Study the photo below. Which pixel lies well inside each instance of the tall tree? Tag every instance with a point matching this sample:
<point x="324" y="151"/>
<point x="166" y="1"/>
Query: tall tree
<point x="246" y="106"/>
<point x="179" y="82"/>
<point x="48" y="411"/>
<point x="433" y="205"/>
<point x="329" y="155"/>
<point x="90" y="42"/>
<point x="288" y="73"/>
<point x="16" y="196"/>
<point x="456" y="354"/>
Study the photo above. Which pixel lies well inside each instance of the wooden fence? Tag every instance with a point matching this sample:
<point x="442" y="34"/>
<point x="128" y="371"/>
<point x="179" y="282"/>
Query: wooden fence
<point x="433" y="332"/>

========================================================================

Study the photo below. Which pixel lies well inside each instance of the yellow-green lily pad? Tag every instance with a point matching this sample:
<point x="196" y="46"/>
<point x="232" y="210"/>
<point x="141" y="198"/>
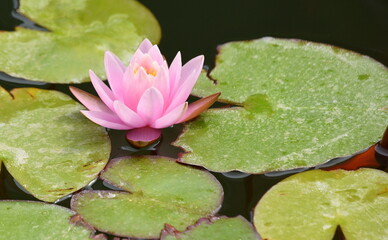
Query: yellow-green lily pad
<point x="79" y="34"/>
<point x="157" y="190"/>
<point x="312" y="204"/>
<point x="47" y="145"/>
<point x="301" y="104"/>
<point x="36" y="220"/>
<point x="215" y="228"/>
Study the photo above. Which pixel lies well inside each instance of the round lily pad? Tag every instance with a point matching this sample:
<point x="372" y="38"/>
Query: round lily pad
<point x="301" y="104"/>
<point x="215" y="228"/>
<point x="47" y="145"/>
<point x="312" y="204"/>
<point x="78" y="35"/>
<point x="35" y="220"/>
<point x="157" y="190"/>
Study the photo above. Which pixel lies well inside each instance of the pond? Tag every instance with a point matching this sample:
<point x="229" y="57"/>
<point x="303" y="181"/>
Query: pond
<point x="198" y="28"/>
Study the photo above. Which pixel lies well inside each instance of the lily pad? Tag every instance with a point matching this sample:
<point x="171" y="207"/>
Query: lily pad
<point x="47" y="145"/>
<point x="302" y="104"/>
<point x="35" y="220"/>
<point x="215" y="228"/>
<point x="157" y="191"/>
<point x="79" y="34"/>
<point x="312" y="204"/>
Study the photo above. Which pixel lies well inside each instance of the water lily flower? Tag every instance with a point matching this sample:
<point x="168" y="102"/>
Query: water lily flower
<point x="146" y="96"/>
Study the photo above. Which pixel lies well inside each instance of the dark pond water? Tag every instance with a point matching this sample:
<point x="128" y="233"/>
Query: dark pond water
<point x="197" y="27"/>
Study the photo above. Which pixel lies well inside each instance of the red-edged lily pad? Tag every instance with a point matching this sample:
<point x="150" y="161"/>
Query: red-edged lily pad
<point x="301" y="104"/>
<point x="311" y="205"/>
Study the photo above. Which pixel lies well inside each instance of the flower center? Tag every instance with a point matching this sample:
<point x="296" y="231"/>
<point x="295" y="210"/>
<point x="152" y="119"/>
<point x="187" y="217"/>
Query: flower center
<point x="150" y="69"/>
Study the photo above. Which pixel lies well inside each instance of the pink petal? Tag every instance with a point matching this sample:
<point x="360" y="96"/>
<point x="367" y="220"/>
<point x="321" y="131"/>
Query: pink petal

========================================================================

### What the task asks
Your task is to count the lines in the material containing the word "matching" and to state only that number.

### Written reply
11